--- start GIVEN TEXT ---

Bottlebrush grass advice needed

Asked July 7, 2020, 9:01 AM EDT

Hello, I have bottlebrush grass that I planted about three years ago. It's in a shady area, and it's been a slow grower. (Maybe because it's a shady area.) This year it finally took off well, but the heavy rains we've had really battered it. I've attached pictures. My question is: should I prop it up with stakes? Or just cut it down near the base and try to start it all over again? Also, if there's any care advice you have for this plant, I'd be interested. Also of interest: I have planted ground cedar (club moss) in a shaded area, which I think it likes. If you have any advice on propagating this plant, I'd be interested in that as well. I used to see growing wild fifty years ago, and I never see it now - I'm trying to get it going in my back yard. Thank you.

Baltimore County Maryland

3 Responses

It's not uncommon for perennials to start really filling in nicely in their third year after planting. This native grass - Bottlebrush (Elymus hystrix / Hystrix patula) - is perhaps receiving too much shade to have a sturdier habit, though nutrient-rich soils can also promote flopping in grasses. According to a book on native grasses by William Cullina, this species "will tolerate full shade [but] grows most luxuriantly where it receives at least a few hours of direct sun." Either technique - staking or cutting back to promote new growth - should work, but staking is probably best at this point given that it's a cool-season grass and can go dormant in summer heat.

--- end GIVEN TEXT ---
--- start DATA LINES ---

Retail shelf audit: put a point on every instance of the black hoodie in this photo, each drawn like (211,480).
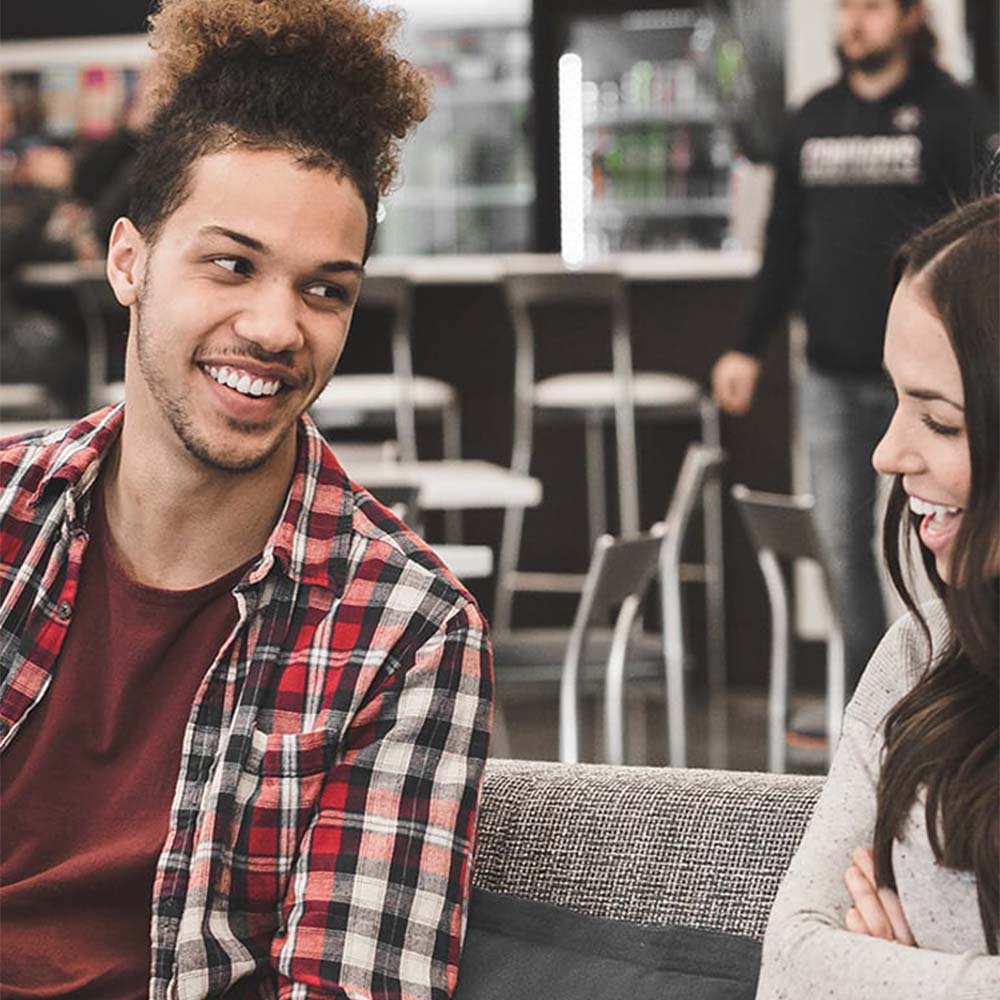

--- end DATA LINES ---

PROMPT 1
According to the bottlebrush grass page, whose book on native grasses is quoted in the response?
PROMPT 2
What does the asker on the bottlebrush grass page want advice on? List every item.

WRITTEN REPLY 1
William Cullina's.

WRITTEN REPLY 2
- Whether to prop up the bottlebrush grass with stakes
- Whether to cut it down near the base and try to start it over again
- General care for the bottlebrush grass
- Propagating ground cedar (club moss)